## Required work
a. In the surface roughness paper, which factor does the first order model identify as the most significant one affecting surface roughness?
b. Retype the surface roughness paper word for word, starting at "Roughness plays an" and ending at "in an application.".
c. Extend the surface roughness paper by writing what comes next after its final sentence.

## Passage shown

━━━━

Received: 24 January 2009; in revised form: 8 March 2010 / Accepted: 14 March 2010 /
Published: 15 March 2010

Abstract

: Metal cutting processes are important due to increased consumer demands for quality metal cutting related products (more precise tolerances and better product surface roughness) that has driven the metal cutting industry to continuously improve quality control of metal cutting processes. This paper presents optimum surface roughness by using milling mould aluminium alloys (AA6061-T6) with Response Ant Colony Optimization (RACO). The approach is based on Response Surface Method (RSM) and Ant Colony Optimization (ACO). The main objectives to find the optimized parameters and the most dominant variables (cutting speed, feedrate, axial depth and radial depth). The first order model indicates that the feedrate is the most significant factor affecting surface roughness.
Keywords:
response surface method; ant colony; aluminium alloys; surface roughness

1. Introduction

Roughness plays an important role in determining how a real object will interact with its environment. Rough surfaces usually wear more quickly and have higher friction coefficients than smooth surfaces. Roughness is performance of a mechanical component, since irregularities in the surface may form nucleation soften a good prediction for cracks or corrosion. Although roughness is usually undesirable, it is difficult and expensive to control in manufacturing. Decreasing the roughness of a surface will usually exponentially increase its manufacturing costs. This often results in a trade-off between the manufacturing cost of a component and its performance in an application.

━━━━

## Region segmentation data
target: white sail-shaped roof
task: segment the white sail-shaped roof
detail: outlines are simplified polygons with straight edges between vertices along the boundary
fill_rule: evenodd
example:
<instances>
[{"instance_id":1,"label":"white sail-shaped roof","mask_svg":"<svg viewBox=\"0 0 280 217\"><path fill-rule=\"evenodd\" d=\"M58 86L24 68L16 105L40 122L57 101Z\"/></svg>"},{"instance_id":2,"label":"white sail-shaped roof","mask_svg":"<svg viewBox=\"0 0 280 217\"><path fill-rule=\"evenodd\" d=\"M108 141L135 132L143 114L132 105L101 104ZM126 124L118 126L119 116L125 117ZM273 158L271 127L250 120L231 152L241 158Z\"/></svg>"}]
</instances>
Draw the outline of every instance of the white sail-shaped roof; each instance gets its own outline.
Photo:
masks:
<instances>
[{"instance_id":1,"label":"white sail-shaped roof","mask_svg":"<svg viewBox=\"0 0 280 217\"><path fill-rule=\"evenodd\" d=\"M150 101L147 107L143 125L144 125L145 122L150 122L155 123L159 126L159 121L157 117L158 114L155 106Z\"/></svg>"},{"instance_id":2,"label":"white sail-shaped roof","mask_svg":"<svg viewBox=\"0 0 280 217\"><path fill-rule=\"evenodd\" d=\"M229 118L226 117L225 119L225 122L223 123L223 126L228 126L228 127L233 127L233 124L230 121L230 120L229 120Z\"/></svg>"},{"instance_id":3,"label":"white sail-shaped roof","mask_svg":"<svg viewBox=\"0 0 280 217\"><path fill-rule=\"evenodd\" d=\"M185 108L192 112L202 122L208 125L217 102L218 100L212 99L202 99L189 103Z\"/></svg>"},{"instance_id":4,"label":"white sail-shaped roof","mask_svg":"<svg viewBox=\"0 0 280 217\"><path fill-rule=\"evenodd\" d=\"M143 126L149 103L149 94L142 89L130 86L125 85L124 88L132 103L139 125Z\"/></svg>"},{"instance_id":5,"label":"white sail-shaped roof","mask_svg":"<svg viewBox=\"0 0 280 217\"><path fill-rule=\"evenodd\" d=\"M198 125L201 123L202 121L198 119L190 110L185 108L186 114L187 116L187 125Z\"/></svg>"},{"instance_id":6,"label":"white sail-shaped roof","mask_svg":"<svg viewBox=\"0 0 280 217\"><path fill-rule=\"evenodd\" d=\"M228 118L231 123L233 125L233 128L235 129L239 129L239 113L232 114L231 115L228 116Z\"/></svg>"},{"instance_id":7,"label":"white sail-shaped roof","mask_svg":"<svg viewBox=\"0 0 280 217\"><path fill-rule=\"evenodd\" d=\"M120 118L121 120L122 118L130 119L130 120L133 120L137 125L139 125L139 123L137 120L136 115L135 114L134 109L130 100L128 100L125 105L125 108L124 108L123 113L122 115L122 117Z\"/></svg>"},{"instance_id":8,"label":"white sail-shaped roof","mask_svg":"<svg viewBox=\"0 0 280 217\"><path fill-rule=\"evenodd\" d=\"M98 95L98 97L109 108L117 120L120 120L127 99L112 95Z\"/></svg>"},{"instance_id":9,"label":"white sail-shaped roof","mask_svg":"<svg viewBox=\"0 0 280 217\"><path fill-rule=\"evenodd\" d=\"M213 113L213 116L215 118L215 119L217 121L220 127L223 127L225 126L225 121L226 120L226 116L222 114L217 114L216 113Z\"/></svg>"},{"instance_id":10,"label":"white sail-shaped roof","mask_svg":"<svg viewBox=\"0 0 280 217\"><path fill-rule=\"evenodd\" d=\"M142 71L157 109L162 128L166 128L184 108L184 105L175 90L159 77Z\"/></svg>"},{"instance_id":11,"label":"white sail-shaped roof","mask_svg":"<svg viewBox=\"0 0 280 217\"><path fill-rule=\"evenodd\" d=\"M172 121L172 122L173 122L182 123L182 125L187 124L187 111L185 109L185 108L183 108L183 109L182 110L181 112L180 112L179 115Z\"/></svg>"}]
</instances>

━━━━

## Expected responses
a. The feedrate.

b.
Roughness plays an important role in determining how a real object will interact with its environment. Rough surfaces usually wear more quickly and have higher friction coefficients than smooth surfaces. Roughness is performance of a mechanical component, since irregularities in the surface may form nucleation soften a good prediction for cracks or corrosion. Although roughness is usually undesirable, it is difficult and expensive to control in manufacturing. Decreasing the roughness of a surface will usually exponentially increase its manufacturing costs. This often results in a trade-off between the manufacturing cost of a component and its performance in an application.

c.
Planning of experiments through design of experiments has been used quite successfully in process optimization by Chen and Chen [1], Fung and Kang [2], Tang et al. [3], Vijian and Arunachalam [4], Yang [5] as well as Zhang et al. [6], etc. Four controlling factors including the cutting speed, the feed rate, the depth of cut, and the cutting fluid mixture ratios with three levels for each factor were selected. The Grey relational analysis is then applied to examine how the turning operation factors influence the quality targets of roughness average, roughness maximum and roundness. An optimal parameter combination was then obtained. Additionally, ANOVA was also utilized to examine the most significant factors for the turning process when the roughness average, roughness maximum and roundness are simultaneously considered.

Aslan et al., [7], using Design optimization of cutting parameters when turning hardened AISI 4140 steel (63 HRC) with Al2O3 + TiCN mixed ceramic tool used an orthogonal array and the analysis of variance (ANOVA) to optimization of cutting parameters. The flank wear (VB) and surface roughness (Ra) had investigated. Nalbant et al. [8] used a Taguchi method to find the optimal cutting parameters for surface roughness in turning operations of AISI 1030 steel bars using TiN coated tools. Three cutting parameters, namely, insert radius, feed rate, and depth of cut, are optimized with considerations of surface roughness, and so on. However, very few studies have been conducted to investigate roundness under different turning parameters. Additionally, proper application of cutting fluids as studied by Kalpakjian and Schmid, [9] and EI Baradie, [10], can increase productivity and reduce costs by allowing one to choose higher cutting speeds, higher feed rates and greater depths of cut. Effective application of cutting fluids can also increase tool life, decrease surface roughness, increase dimensional accuracy and decrease the amount of power consumed. Water-soluble (water-miscible) cutting fluids are primarily used for high speed machining operations because they have better cooling capabilities [10]. There fluids are also best for cooling machined parts to minimize thermal distortions. Water-soluble cutting fluids are mixed with water at different ratios depending on the machining operation. Therefore, the effect of water-soluble cutting fluids under different ratios was also considered in this study.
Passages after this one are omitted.